Write out again every line of the items from the line containing "Where can you see the young" through the end, inclusive. Shift each number in the answer coordinates by -31 and leave every other line unchanged.
%%
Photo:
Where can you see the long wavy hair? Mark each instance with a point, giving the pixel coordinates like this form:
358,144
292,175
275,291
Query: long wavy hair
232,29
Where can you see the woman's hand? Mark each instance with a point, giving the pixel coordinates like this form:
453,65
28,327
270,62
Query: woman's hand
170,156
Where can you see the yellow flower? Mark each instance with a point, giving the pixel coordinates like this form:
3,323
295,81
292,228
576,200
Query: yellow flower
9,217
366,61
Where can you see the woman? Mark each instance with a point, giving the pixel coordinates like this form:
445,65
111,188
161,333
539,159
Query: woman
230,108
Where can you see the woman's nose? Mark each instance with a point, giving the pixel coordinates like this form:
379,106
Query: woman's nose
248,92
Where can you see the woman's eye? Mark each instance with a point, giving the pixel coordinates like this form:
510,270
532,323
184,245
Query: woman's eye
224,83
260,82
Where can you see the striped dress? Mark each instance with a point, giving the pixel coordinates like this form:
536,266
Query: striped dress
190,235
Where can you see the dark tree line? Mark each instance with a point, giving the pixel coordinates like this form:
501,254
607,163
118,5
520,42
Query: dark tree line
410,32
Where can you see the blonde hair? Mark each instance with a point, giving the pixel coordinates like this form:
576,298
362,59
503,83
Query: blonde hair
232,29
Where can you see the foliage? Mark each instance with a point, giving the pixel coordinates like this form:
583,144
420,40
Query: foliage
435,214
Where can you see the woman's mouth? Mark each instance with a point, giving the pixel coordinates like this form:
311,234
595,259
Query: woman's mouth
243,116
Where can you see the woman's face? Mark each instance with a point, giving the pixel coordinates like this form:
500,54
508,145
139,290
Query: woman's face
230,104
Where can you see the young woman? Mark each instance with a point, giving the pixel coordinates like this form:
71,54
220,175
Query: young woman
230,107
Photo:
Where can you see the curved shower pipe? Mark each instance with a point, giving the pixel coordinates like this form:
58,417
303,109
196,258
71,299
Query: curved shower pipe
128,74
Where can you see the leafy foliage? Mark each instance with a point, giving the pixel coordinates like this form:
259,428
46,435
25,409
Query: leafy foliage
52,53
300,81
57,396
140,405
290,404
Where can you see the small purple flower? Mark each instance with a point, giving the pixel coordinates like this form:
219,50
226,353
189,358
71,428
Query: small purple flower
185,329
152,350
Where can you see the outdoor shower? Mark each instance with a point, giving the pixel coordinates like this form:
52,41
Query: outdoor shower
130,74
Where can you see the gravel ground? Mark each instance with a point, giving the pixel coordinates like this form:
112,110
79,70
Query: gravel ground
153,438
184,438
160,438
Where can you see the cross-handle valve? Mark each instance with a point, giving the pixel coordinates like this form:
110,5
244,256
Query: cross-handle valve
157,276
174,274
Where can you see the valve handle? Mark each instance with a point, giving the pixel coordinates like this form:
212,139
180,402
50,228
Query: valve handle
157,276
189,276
%%
- [Correct result]:
Where can you see the young woman? Mark each instance with a point, giving the pixel coordinates like this form:
71,54
220,175
Query: young woman
199,76
Photo:
Where can you see the curved shower pipe? Mark each instance with a point, giving the pixel coordinates like this form:
58,417
303,109
196,258
71,299
Query: curved shower pipe
97,43
Where can you see the leafy foliage? Mark each instance with a point, giving the pixel coordinates like this form:
259,428
46,435
25,409
Query: leafy foliage
21,22
269,50
26,365
109,374
259,373
Where can you see the small purple flower? Mark each instance with a point, giving the pixel coordinates like this form:
219,50
226,353
189,358
71,428
Query: small purple flower
154,298
121,319
Where can you see the outdoor shower? Mark each instance with a point, giving the pixel coordinates like this form:
52,41
Query: outdoor shower
99,43
Where can you see the gravel ground? Mark each instance with a point, giving the pixel coordinates like this form:
112,110
79,70
Query: gravel ground
122,407
153,407
129,407
Where can you see the cross-handle valve? Mark each instance with a point, giving the pixel coordinates like this form:
110,5
244,256
Query: cross-handle valve
126,245
143,243
Where can you see the valve handle? Mark each instance with a point, giving the pixel coordinates like this form:
212,139
180,402
50,228
Query: valve handle
126,245
158,245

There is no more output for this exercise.